L’effondrement de l’esplanade surplombant la plage des Roches Noires n’est qu’un nouvel épisode du phénomène d’érosion qui affecte 50 % des côtes réunionnaises et qui semble désormais irréversible du fait d’une artificialisation croissante du littoral réunionnais. L’enrochement auquel la mairie de Saint-Paul a procédé pour parer au plus pressé, est symptomatique de l’étroitesse des marges de manœuvres des élus. On va peut-être freiner l’érosion mais en accentuant l’artificialisation du rivage on le fragilise encore plus et on se condamne à devoir recommencer inlassablement la même opération. 

Les Roches Noires il y a quelques années

enrochement : on pare au plus pressé

Depuis cinquante ans, la pression exercée par les activités humaines s’est considérablement accrue à La Réunion, plus particulièrement sur le littoral où est concentrée la population. Ce sont d’abord  de grands travaux d’artificialisation qui sont à l’origine des menaces, comme par exemple l’endiguement des ravines, la construction de ports, de digues, de l’aéroport de Gillot et de la route du littoral.

- **Données fournies**:
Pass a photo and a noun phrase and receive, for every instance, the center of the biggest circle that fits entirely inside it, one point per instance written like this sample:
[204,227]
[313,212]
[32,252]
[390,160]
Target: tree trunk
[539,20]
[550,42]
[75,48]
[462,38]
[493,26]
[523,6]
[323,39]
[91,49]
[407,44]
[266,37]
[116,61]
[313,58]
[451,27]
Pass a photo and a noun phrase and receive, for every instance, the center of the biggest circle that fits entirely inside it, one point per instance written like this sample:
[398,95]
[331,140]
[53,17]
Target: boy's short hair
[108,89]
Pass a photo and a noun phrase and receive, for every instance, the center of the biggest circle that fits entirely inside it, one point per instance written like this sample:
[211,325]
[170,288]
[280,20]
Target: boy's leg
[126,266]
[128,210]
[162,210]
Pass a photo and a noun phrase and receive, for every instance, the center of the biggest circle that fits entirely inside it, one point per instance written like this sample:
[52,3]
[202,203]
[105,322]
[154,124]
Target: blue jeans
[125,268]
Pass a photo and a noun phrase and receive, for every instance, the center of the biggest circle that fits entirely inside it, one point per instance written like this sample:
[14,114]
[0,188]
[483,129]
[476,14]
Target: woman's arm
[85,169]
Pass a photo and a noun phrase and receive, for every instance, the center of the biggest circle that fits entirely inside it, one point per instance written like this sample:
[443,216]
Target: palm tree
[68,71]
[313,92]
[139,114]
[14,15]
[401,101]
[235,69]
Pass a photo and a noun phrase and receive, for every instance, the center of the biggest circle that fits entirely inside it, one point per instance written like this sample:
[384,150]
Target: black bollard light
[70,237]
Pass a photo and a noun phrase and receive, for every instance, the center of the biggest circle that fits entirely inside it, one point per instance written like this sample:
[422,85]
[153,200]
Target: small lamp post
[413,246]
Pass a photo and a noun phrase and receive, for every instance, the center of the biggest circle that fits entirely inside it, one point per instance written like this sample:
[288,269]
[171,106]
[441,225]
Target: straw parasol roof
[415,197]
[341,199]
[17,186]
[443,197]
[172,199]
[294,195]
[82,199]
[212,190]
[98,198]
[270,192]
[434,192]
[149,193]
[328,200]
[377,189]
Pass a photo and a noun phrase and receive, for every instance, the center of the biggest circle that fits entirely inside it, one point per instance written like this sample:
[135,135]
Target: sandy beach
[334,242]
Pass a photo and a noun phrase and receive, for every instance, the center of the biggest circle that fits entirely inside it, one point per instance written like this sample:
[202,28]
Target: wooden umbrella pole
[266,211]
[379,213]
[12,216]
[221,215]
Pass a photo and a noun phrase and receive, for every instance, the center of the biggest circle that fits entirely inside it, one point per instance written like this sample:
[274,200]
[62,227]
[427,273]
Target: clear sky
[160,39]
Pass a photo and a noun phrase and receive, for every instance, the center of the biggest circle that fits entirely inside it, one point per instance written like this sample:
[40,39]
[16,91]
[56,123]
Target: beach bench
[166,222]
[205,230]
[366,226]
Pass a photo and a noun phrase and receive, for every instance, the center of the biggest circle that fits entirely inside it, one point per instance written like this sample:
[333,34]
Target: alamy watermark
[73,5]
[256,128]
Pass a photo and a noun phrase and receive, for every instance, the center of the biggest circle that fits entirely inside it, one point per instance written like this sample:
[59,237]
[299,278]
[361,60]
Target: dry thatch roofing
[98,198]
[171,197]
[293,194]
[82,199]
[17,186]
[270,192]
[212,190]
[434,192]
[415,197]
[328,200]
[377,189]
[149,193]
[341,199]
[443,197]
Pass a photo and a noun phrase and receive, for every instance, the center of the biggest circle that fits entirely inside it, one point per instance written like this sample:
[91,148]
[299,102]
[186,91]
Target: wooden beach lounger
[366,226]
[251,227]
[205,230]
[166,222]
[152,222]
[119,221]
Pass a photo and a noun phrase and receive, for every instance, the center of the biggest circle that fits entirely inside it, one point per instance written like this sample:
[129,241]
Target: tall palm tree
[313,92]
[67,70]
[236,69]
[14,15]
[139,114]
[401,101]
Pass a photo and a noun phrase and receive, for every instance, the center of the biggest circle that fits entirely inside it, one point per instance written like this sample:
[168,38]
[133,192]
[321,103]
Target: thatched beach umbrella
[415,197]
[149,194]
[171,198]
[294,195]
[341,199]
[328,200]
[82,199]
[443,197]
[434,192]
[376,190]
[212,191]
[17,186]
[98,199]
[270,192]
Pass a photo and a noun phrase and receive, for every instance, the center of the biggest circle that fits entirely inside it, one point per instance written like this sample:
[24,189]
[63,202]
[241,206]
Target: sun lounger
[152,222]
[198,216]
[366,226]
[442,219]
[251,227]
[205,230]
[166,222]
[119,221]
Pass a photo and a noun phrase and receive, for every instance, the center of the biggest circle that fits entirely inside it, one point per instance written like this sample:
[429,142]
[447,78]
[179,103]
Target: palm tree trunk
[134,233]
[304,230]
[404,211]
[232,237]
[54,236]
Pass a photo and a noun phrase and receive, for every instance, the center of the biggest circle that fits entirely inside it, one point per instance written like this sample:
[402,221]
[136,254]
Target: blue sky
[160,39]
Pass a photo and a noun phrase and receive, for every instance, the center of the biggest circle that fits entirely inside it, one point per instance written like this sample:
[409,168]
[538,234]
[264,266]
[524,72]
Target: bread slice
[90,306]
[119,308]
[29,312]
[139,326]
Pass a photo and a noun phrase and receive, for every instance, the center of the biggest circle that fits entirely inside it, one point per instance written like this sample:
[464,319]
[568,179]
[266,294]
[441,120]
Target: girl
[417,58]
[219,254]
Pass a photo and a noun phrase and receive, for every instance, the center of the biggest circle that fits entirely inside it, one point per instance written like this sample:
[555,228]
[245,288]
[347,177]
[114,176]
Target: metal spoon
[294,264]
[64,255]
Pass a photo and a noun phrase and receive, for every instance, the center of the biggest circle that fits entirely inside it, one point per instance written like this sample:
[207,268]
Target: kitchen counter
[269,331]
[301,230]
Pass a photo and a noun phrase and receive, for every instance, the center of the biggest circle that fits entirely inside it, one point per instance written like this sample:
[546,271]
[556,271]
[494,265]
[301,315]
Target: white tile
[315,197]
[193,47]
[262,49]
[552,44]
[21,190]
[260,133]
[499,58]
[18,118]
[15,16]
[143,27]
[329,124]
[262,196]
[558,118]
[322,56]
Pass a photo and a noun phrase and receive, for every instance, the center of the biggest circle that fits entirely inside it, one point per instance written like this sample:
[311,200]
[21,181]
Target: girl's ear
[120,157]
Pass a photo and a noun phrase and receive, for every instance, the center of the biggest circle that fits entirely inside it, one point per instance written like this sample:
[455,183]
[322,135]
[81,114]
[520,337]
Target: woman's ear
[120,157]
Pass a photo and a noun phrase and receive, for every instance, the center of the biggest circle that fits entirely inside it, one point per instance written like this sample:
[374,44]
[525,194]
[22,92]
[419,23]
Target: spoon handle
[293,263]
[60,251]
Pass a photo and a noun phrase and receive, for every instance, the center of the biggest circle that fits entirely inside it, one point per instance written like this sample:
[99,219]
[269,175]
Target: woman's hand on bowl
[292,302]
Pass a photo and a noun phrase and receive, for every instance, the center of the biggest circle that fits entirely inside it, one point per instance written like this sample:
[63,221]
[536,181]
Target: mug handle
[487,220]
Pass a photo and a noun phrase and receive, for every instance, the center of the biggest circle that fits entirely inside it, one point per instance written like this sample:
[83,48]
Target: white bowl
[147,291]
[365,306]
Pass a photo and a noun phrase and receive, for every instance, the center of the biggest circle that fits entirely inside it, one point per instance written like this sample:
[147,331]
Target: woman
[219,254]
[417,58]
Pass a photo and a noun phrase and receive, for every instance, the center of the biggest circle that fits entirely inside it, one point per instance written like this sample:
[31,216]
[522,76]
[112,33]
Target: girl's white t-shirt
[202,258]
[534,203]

---

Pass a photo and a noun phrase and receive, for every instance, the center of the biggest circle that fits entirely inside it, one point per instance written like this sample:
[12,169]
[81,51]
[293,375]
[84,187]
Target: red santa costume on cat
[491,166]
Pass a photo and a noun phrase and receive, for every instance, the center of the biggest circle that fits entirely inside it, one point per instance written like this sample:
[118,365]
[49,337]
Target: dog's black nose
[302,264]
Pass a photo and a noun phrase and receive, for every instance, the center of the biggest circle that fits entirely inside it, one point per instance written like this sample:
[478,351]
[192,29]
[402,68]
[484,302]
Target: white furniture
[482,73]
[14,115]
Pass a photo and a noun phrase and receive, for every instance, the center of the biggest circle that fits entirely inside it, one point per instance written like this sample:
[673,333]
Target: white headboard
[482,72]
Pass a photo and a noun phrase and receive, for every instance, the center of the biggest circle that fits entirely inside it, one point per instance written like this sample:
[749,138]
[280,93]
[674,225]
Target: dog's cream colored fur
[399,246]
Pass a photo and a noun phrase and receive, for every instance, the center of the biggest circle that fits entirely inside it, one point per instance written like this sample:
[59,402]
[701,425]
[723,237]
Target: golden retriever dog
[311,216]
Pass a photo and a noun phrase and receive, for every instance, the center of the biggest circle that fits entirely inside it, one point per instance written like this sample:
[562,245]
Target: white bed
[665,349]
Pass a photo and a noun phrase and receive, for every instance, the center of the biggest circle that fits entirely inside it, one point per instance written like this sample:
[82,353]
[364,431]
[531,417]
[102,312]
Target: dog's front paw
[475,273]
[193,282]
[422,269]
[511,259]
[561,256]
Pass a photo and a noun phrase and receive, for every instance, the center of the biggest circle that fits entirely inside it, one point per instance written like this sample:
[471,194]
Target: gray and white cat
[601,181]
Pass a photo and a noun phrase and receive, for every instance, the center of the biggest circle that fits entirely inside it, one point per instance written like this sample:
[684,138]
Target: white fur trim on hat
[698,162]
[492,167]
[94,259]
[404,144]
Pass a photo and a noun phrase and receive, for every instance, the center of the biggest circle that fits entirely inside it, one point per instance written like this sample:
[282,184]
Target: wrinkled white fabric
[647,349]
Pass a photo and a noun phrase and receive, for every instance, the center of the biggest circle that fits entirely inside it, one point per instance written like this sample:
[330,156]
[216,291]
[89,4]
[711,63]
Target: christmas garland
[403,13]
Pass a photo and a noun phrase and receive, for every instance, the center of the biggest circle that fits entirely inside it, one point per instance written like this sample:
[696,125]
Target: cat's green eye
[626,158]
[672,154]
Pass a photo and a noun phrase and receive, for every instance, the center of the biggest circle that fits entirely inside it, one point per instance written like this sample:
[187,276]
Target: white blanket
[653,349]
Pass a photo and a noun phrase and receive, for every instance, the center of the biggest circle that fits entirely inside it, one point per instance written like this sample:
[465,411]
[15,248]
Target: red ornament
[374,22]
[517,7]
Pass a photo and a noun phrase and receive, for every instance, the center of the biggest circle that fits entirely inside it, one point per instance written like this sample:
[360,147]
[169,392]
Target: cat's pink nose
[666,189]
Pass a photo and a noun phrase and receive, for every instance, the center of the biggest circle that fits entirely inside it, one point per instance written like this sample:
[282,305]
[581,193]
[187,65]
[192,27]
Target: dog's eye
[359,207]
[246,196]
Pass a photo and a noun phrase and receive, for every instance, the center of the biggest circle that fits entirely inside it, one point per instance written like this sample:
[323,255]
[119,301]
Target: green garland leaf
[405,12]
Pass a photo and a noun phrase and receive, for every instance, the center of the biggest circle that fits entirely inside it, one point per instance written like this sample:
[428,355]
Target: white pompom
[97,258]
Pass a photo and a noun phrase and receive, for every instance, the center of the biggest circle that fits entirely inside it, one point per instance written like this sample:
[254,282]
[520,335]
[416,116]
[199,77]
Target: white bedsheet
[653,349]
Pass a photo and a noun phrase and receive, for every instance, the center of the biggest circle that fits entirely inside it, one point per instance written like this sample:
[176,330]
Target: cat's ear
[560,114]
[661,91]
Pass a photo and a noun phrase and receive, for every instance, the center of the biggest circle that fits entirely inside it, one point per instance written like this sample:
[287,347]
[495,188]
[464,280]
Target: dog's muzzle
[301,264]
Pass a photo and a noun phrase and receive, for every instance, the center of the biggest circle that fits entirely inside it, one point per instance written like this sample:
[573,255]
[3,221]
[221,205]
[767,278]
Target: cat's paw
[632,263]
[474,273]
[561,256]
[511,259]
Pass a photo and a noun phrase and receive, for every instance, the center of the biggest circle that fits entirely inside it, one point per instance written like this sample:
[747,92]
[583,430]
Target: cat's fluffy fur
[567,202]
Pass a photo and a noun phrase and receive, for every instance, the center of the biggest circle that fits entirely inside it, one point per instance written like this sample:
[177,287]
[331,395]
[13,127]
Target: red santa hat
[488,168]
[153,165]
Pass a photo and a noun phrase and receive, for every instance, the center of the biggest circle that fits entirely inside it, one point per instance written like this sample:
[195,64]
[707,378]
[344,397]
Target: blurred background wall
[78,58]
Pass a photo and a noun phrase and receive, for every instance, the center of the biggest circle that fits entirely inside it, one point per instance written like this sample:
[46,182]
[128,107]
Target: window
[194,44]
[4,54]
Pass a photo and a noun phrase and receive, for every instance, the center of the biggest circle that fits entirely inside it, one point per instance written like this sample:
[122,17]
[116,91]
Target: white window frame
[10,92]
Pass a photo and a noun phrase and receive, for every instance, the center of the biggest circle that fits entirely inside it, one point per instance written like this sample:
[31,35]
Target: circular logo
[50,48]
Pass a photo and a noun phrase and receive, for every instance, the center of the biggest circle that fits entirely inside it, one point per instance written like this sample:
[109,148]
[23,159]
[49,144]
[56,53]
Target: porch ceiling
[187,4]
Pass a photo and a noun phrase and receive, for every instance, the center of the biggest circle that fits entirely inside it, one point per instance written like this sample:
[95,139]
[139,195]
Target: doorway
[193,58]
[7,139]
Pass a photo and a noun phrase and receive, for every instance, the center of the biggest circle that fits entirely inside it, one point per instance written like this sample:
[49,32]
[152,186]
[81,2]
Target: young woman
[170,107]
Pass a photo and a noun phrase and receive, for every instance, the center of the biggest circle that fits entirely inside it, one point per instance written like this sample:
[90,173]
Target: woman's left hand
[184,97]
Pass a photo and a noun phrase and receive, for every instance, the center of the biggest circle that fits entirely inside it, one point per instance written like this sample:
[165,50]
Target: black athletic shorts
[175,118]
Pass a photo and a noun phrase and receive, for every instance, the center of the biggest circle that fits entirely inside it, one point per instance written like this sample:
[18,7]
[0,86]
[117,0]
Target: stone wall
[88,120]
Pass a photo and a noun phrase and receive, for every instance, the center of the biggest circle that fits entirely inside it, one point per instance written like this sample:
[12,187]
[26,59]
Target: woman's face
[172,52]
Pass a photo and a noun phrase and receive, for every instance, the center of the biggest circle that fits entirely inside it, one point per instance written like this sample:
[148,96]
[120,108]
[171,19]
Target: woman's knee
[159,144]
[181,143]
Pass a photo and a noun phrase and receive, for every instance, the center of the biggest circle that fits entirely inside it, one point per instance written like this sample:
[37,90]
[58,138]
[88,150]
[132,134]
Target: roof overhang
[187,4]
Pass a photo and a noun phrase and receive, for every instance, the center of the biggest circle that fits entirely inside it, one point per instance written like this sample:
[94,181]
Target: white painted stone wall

==

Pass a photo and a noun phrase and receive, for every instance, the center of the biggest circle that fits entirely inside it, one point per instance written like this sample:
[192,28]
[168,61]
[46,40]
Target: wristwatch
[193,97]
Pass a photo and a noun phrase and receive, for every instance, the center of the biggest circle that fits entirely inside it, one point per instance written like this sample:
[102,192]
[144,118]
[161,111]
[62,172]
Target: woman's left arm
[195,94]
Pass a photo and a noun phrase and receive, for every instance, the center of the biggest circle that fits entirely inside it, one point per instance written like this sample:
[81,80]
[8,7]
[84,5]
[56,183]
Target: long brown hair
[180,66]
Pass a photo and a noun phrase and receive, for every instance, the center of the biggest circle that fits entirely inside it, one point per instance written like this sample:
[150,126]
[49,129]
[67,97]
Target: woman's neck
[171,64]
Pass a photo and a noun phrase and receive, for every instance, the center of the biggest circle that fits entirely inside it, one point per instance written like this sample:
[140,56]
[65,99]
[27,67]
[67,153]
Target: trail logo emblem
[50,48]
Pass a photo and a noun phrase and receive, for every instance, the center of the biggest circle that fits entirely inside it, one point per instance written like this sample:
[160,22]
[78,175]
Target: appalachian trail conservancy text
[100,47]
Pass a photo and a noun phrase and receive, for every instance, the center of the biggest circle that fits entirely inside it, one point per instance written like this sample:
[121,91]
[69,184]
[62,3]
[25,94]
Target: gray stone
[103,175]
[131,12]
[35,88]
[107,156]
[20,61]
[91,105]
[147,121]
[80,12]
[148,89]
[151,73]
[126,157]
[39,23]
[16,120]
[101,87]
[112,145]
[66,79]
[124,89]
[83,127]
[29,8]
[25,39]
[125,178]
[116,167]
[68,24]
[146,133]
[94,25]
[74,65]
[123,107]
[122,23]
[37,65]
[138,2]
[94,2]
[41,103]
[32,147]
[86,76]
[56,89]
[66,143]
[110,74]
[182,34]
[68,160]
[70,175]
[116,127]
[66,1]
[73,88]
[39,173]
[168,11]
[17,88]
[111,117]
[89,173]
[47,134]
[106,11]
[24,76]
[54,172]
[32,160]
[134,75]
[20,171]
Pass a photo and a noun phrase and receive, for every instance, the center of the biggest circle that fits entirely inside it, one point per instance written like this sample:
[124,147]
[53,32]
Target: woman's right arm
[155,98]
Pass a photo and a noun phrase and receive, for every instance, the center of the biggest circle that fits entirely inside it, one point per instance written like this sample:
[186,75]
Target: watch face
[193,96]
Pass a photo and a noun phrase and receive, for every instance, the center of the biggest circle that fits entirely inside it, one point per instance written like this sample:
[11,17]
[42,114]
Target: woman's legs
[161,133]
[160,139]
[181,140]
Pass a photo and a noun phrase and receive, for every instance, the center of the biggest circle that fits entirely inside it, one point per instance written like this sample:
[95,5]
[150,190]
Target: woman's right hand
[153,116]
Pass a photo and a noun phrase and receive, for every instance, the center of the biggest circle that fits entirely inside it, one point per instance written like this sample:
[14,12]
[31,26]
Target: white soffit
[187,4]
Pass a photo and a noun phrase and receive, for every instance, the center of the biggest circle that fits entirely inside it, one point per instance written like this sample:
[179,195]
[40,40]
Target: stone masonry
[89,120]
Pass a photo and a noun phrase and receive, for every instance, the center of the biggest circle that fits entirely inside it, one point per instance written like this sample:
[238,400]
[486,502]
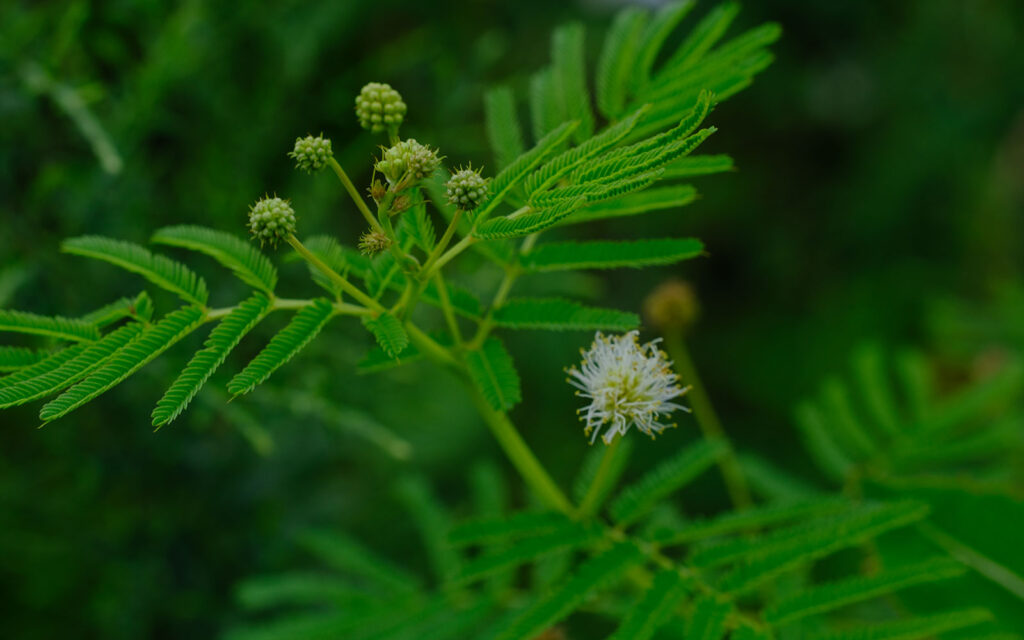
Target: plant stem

- **Tâches à réaliser**:
[A] D'après le texte sur l'érosion du littoral réunionnais, quelle part des côtes de La Réunion ce phénomène affecte-t-il ?
[B] Reprenez le texte sur l'érosion du littoral réunionnais à la suite de sa dernière phrase.

- **Réponses**:
[A] Il affecte 50 % des côtes réunionnaises.

[B]
pose de tétrapodes sur la route du littoral (Imazpress)

Cette dernière doit d’ailleurs être régulièrement consolidée par l’ajout de tétrapodes pour éviter qu’elle ne s’enfonce dans la mer. Toutes ces grandes infrastructures modifient les transferts sédimentaires côtiers et ont comme conséquence indirecte l’érosion de portions du littoral éloignées du lieu de leur construction.
Ainsi au Port, la Pointe des Galets a subi une érosion  de 230 m en 50 ans en raison de la perte des sédiments qui provenaient de la Rivière des Galets et qui sont désormais bloqués par la jetée sud du Port Ouest. Le même phénomène affecte le front de mer de Saint Benoît depuis la construction de la digue du Butor. 


Endiguement de la Rivière des Galets, Port Ouest et Pointe des Galets
digue du butor et érosion du littoral (BRGM)


Les menaces, ce sont aussi des activités  comme l’extraction d’alluvions dans les rivières ce qui a comme conséquence de limiter l’apport en sédiments ou encore la dégradation des récifs coralliens qui perturbe leurs fonctions régulatrices.
Enfin, le non respect de la loi Littoral s’est traduit par la multiplication des constructions en dur empiétant sur la zone  de stocks sableux qui permettait une régénération naturelle des plages par le mouvement des vagues.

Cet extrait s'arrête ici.